* Problem to solve: Copy out, unchanged, every row from the one containing "Give the segmentation of every instance of the bare soil." down to the one containing "[[67,101],[102,82],[172,100],[256,64],[255,0],[0,0],[0,85]]", including both of those rows.

(Raw records)
* * * *

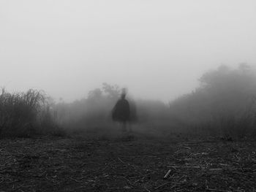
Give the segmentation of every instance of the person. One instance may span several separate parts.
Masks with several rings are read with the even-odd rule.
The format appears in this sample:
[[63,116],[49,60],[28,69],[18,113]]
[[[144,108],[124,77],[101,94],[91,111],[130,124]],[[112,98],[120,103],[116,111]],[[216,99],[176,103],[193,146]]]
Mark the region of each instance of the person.
[[[127,124],[130,120],[129,104],[125,96],[126,92],[123,90],[121,99],[116,102],[112,110],[113,120],[121,124],[123,131],[127,131]],[[130,128],[129,131],[132,131]]]

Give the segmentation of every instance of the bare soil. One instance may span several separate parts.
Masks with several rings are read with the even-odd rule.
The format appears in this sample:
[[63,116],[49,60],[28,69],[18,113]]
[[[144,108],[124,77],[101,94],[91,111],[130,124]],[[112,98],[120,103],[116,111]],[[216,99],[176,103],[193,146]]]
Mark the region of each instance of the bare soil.
[[256,191],[255,141],[1,139],[0,155],[0,191]]

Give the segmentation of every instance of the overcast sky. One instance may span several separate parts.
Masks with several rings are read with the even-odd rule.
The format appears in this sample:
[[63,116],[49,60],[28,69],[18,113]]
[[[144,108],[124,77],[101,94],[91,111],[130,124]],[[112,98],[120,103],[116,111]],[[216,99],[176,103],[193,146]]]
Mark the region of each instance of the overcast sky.
[[172,100],[256,64],[255,0],[0,0],[0,86],[79,99],[102,82]]

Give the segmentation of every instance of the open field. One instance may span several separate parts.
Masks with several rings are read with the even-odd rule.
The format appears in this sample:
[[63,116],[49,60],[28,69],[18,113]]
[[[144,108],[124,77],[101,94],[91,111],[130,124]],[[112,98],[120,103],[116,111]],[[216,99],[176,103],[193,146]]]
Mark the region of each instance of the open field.
[[1,191],[256,191],[254,141],[135,134],[0,145]]

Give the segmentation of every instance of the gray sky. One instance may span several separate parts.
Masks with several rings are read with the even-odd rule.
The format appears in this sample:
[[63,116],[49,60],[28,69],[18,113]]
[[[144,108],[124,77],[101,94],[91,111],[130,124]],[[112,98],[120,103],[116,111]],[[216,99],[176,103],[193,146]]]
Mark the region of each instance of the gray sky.
[[67,101],[102,82],[172,100],[256,64],[255,0],[0,0],[0,85]]

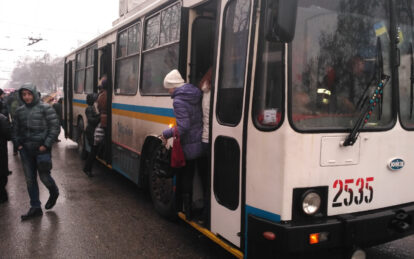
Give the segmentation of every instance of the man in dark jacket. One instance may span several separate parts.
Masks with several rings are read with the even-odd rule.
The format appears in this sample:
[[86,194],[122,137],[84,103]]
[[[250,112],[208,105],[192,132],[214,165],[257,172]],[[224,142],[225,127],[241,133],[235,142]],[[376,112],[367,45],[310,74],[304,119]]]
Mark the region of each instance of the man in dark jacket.
[[59,189],[50,175],[50,170],[52,144],[59,135],[60,127],[53,108],[39,101],[35,85],[24,84],[19,89],[19,96],[24,105],[16,110],[13,142],[20,152],[30,196],[30,210],[21,216],[22,220],[26,220],[43,214],[39,200],[37,172],[50,193],[45,209],[51,209],[59,196]]
[[0,88],[0,103],[2,103],[2,107],[0,109],[0,113],[2,113],[4,116],[9,118],[9,110],[7,109],[7,103],[6,103],[6,94],[4,93],[3,89]]
[[[0,110],[3,103],[0,102]],[[9,119],[0,113],[0,203],[8,200],[6,192],[7,176],[9,175],[7,159],[7,140],[11,138]]]

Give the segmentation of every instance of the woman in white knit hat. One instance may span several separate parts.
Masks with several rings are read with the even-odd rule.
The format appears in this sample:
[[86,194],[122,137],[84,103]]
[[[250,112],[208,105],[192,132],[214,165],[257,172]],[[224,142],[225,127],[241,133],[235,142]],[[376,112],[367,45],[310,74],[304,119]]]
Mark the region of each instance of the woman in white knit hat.
[[[177,190],[181,193],[183,211],[191,219],[193,176],[196,160],[202,155],[201,135],[203,132],[203,115],[201,98],[203,93],[192,84],[187,84],[180,72],[174,69],[164,79],[164,87],[173,98],[174,115],[178,134],[184,151],[186,165],[177,174]],[[163,131],[164,140],[172,137],[174,128]],[[179,197],[180,195],[178,195]]]

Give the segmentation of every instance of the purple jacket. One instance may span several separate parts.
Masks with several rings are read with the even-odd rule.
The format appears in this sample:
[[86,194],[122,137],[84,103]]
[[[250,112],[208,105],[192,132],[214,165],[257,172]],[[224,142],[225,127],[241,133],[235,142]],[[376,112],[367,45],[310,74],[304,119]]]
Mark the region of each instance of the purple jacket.
[[[192,84],[176,88],[171,96],[174,99],[174,114],[186,160],[196,159],[202,154],[202,96],[203,92]],[[162,134],[167,139],[172,137],[173,128],[164,130]]]

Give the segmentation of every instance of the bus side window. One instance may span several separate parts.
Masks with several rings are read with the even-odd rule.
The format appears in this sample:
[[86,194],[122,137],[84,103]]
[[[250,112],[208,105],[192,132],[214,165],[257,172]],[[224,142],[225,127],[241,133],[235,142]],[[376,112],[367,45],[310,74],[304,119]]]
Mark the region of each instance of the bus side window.
[[118,35],[115,94],[135,95],[138,89],[141,23]]
[[178,67],[181,5],[170,6],[145,21],[141,93],[167,94],[165,75]]

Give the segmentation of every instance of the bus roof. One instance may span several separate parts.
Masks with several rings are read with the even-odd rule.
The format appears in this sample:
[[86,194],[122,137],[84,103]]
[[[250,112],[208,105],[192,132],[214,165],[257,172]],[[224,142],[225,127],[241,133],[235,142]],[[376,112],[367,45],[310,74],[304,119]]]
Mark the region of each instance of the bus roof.
[[106,32],[96,36],[92,40],[82,44],[79,47],[77,47],[75,50],[73,50],[70,53],[68,53],[67,55],[65,55],[65,57],[71,56],[71,55],[79,52],[79,50],[84,49],[84,48],[92,45],[93,43],[95,43],[99,39],[104,38],[105,36],[114,33],[119,28],[125,26],[126,24],[129,24],[130,22],[144,16],[146,13],[148,13],[148,12],[154,10],[155,8],[161,6],[162,4],[165,4],[165,3],[168,3],[168,2],[169,2],[169,0],[146,0],[142,4],[137,5],[136,7],[134,7],[134,9],[132,9],[127,14],[125,14],[122,17],[119,17],[117,20],[115,20],[112,23],[113,27],[111,29],[107,30]]

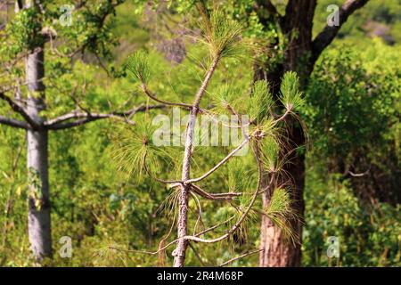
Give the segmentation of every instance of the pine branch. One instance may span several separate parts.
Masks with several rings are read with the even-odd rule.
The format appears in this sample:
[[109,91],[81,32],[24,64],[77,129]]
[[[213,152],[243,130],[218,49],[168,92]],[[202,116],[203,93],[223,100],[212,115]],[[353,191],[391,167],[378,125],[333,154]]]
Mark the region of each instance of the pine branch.
[[[118,118],[126,120],[128,123],[134,124],[127,118],[131,118],[134,114],[137,112],[146,111],[151,109],[163,109],[164,105],[151,105],[151,106],[140,106],[127,110],[125,112],[110,112],[110,113],[93,113],[93,112],[81,112],[81,111],[71,111],[70,113],[61,115],[53,119],[49,119],[45,122],[44,126],[47,129],[60,130],[71,128],[74,126],[82,126],[93,121],[96,121],[102,118]],[[72,122],[63,123],[65,121],[76,119]]]
[[39,125],[37,124],[37,122],[29,115],[28,115],[25,109],[17,102],[13,102],[12,99],[7,96],[4,92],[0,92],[0,99],[4,100],[12,110],[20,114],[34,129],[39,128]]
[[229,264],[231,264],[232,262],[233,262],[235,260],[241,259],[241,258],[245,257],[245,256],[251,256],[253,254],[258,253],[258,252],[263,251],[263,250],[265,250],[265,249],[258,249],[258,250],[253,250],[253,251],[250,251],[250,252],[244,253],[243,255],[241,255],[241,256],[239,256],[237,257],[232,258],[230,260],[227,260],[226,262],[222,263],[220,265],[217,265],[217,267],[225,266],[226,265],[229,265]]

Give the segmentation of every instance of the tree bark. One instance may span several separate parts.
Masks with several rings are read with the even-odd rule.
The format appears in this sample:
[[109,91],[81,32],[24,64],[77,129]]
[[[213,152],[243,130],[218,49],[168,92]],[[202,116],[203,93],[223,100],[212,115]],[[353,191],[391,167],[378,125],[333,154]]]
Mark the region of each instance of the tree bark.
[[[332,42],[342,24],[357,9],[362,8],[369,0],[347,0],[340,9],[340,25],[324,29],[312,38],[312,28],[316,7],[316,0],[289,0],[285,15],[277,14],[277,11],[268,0],[258,1],[260,7],[265,7],[273,14],[272,19],[262,19],[261,22],[267,27],[268,20],[276,21],[283,34],[289,37],[289,46],[284,52],[284,60],[274,70],[265,70],[263,66],[257,66],[255,79],[266,79],[271,86],[272,93],[278,96],[282,77],[284,72],[293,70],[298,73],[301,88],[305,88],[307,79],[313,71],[315,63],[322,52]],[[295,32],[295,37],[291,33]],[[296,121],[288,119],[286,122],[288,143],[291,149],[305,144],[302,129]],[[289,174],[284,179],[292,181],[293,208],[297,213],[303,216],[304,200],[303,190],[305,184],[305,156],[294,151],[288,159],[291,162],[284,166],[284,173]],[[268,193],[263,197],[263,206],[269,203]],[[262,216],[259,266],[300,266],[301,265],[301,238],[303,221],[293,221],[292,227],[299,237],[295,245],[284,240],[282,231],[274,226],[267,216]]]
[[[27,113],[41,126],[40,112],[45,110],[43,47],[37,47],[26,60],[29,96]],[[28,231],[35,259],[40,262],[52,256],[50,200],[48,181],[47,130],[44,127],[27,131],[27,167],[29,173]]]

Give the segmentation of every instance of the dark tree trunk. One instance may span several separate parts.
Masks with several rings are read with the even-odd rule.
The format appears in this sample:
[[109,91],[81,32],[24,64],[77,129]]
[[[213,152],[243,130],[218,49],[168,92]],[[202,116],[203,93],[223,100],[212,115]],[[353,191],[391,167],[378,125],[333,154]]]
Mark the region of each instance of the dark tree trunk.
[[[286,7],[286,14],[281,19],[280,26],[282,32],[291,38],[284,52],[284,60],[274,70],[264,70],[263,67],[257,67],[256,79],[266,79],[274,96],[278,96],[280,85],[284,72],[297,71],[301,86],[305,86],[313,69],[315,61],[312,60],[312,26],[315,0],[290,1]],[[293,35],[293,36],[291,36]],[[287,120],[288,142],[291,150],[305,143],[302,129],[292,119]],[[291,163],[284,166],[283,173],[291,176],[283,177],[292,182],[293,208],[302,216],[304,214],[303,189],[305,183],[305,159],[303,154],[292,152],[288,158]],[[263,207],[269,204],[268,193],[264,193]],[[262,216],[259,266],[261,267],[287,267],[300,266],[301,263],[301,238],[302,221],[294,220],[292,227],[298,237],[296,244],[285,240],[282,231],[275,226],[266,216]]]

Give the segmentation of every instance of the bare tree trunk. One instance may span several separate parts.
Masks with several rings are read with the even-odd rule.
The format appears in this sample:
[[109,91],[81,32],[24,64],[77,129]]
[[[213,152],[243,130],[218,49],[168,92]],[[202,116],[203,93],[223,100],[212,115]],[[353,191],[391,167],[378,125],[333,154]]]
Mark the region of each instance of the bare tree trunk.
[[[26,74],[29,92],[27,112],[38,126],[45,109],[43,47],[36,48],[27,57]],[[50,200],[48,181],[47,130],[38,127],[27,131],[27,166],[29,172],[28,231],[34,257],[40,262],[52,255]]]
[[[272,20],[275,21],[291,40],[284,52],[282,63],[278,65],[274,70],[265,70],[263,66],[257,66],[255,70],[256,79],[268,80],[272,93],[277,96],[282,75],[285,71],[294,70],[299,76],[301,87],[304,88],[322,52],[332,42],[348,18],[368,2],[369,0],[345,1],[340,9],[340,25],[333,27],[327,25],[313,39],[312,28],[316,0],[289,0],[285,15],[282,16],[277,12],[271,1],[257,1],[260,8],[267,11],[267,15],[273,16],[273,18],[266,18],[261,13],[261,22],[267,27]],[[297,126],[297,122],[288,120],[287,124],[290,126],[287,129],[290,147],[295,149],[305,144],[303,132]],[[286,178],[292,180],[292,198],[295,200],[293,207],[299,215],[303,216],[305,158],[303,154],[298,154],[297,151],[294,151],[288,159],[291,163],[287,164],[283,170],[291,175]],[[263,200],[264,207],[268,204],[268,197],[265,197]],[[286,243],[280,229],[275,227],[266,216],[262,217],[260,248],[264,250],[259,255],[260,266],[300,266],[302,221],[293,221],[292,226],[299,238],[299,244],[295,246]]]

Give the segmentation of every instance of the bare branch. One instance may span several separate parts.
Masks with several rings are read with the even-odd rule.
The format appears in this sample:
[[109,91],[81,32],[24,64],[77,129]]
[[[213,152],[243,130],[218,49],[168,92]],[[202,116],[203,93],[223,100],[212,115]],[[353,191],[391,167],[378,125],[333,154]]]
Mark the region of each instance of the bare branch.
[[[92,113],[92,112],[81,112],[81,111],[71,111],[70,113],[59,116],[55,118],[49,119],[44,123],[45,126],[47,129],[53,130],[60,130],[65,128],[70,128],[78,126],[81,126],[89,122],[93,122],[95,120],[102,119],[102,118],[119,118],[125,119],[128,123],[132,123],[127,118],[131,118],[134,114],[141,111],[145,111],[147,110],[151,109],[163,109],[164,105],[151,105],[151,106],[139,106],[134,109],[131,109],[125,112],[111,112],[111,113]],[[70,119],[77,119],[72,122],[64,123]]]
[[241,142],[241,144],[239,146],[237,146],[233,151],[231,151],[225,158],[224,158],[219,163],[217,163],[215,167],[213,167],[213,168],[211,168],[210,170],[209,170],[207,173],[205,173],[203,175],[198,177],[198,178],[192,178],[192,179],[188,179],[186,181],[184,181],[184,183],[185,184],[188,183],[192,183],[194,182],[199,182],[200,180],[205,179],[206,177],[208,177],[209,175],[210,175],[213,172],[215,172],[216,170],[217,170],[220,167],[222,167],[226,161],[228,161],[228,159],[230,159],[235,153],[237,153],[241,149],[243,148],[243,146],[245,144],[247,144],[250,142],[250,136],[252,134],[250,134],[249,137],[247,137],[245,140],[242,141],[242,142]]
[[13,127],[19,127],[23,129],[29,129],[29,125],[28,125],[26,122],[19,121],[18,119],[6,118],[4,116],[0,116],[0,124],[7,125]]
[[144,84],[144,82],[142,82],[142,90],[144,92],[144,94],[151,98],[151,100],[154,100],[161,104],[165,104],[168,106],[177,106],[177,107],[184,107],[185,109],[191,109],[192,106],[190,104],[185,104],[185,103],[176,103],[176,102],[168,102],[168,101],[164,101],[161,99],[157,98],[154,94],[152,94],[149,90],[148,87],[146,86],[146,85]]
[[322,52],[332,42],[334,37],[339,33],[340,28],[347,21],[348,17],[357,9],[364,6],[369,0],[347,0],[346,3],[340,8],[340,25],[339,26],[326,26],[323,31],[313,41],[313,53],[314,58],[317,59]]
[[204,266],[204,267],[208,267],[208,265],[203,262],[203,260],[200,257],[200,256],[199,255],[198,251],[196,251],[195,248],[192,246],[192,244],[191,242],[189,243],[189,246],[190,246],[191,249],[192,249],[193,253],[195,254],[196,258],[198,258],[200,265],[202,265],[202,266]]

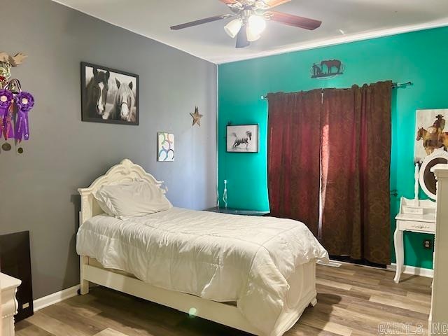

* * * *

* Full solution:
Give the segmentation of every instance of the bare soil. One instance may span several separate parts.
Masks with several rings are read with the even-odd rule.
The format appears in this sample:
[[63,116],[49,60],[28,69],[18,113]]
[[[144,108],[124,77],[101,94],[91,111],[130,124]],[[112,98],[120,103],[116,111]],[[216,99],[176,103],[193,146]]]
Mark the region of each instance of the bare soil.
[[256,191],[255,141],[1,139],[0,155],[0,191]]

Give the segmentation of every instance of the overcast sky. One instance may span several separate parts.
Masks with several rings are read with the even-odd rule.
The format appears in this sample:
[[63,116],[49,60],[28,69],[18,113]]
[[[144,108],[124,77],[101,94],[91,111],[130,124]],[[112,98],[120,103],[116,111]],[[216,99],[176,103],[193,146]]]
Mark the region of each instance of the overcast sky.
[[172,100],[256,64],[255,0],[0,0],[0,86],[79,99],[102,82]]

Give the segmentation of every instance of the open field. One instance may span several separate parts.
Masks with several rings are read with the even-odd rule.
The format appears in this sample:
[[63,116],[49,60],[28,69],[18,113]]
[[[144,108],[124,77],[101,94],[91,111],[130,124]],[[112,98],[120,103],[116,111]],[[216,99],[176,103],[193,146]]]
Mark the region of each instance of the open field.
[[1,191],[256,191],[254,141],[135,134],[0,145]]

Give the segmentation of every instance of the gray sky. One instance may span several separate parts.
Masks with several rings are read with the even-odd rule.
The format appears in this sample:
[[63,116],[49,60],[28,69],[18,113]]
[[[144,108],[124,77],[101,94],[91,111],[130,124]],[[112,98],[120,103],[116,111]],[[216,99],[176,103],[193,146]]]
Mark the region of each instance of the gray sky.
[[67,101],[102,82],[172,100],[256,64],[255,0],[0,0],[0,85]]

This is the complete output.